(Entries taken from a collection)

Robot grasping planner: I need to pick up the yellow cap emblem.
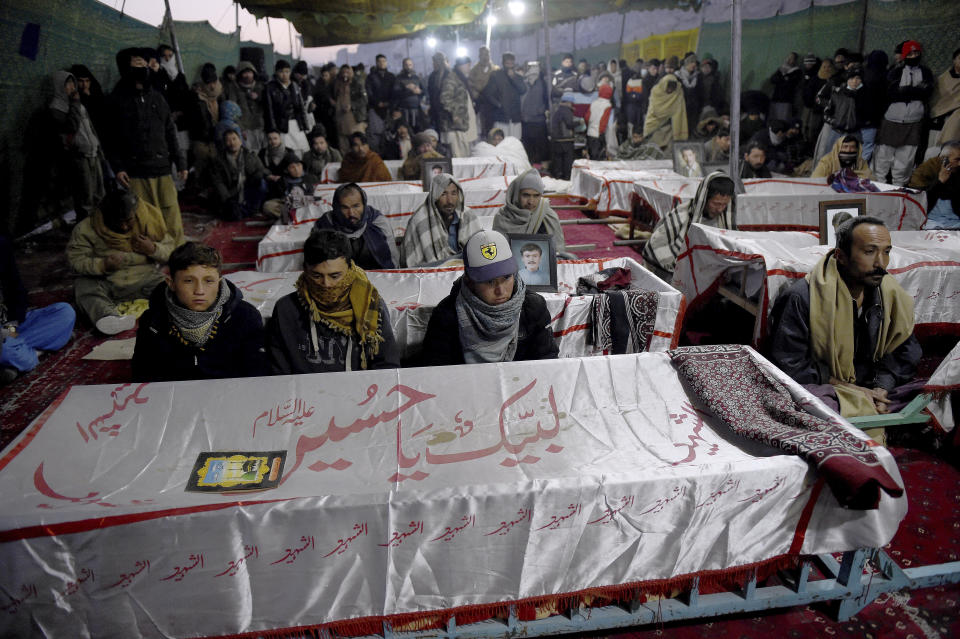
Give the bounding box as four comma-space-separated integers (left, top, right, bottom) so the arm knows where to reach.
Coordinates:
480, 242, 497, 260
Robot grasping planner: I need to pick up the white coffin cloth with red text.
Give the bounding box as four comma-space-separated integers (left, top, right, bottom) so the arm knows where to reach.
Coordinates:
0, 353, 907, 638
672, 224, 960, 344
632, 176, 927, 231
923, 342, 960, 433
227, 258, 685, 358
320, 156, 523, 183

Work to be completed ->
Collect every line of the items above that contains the word "need".

Exercise answer ->
Robot grasping planner: I need to pick up the yellow cap emblem.
Robot grasping planner: I need to pick up the white coffin cloth with red text.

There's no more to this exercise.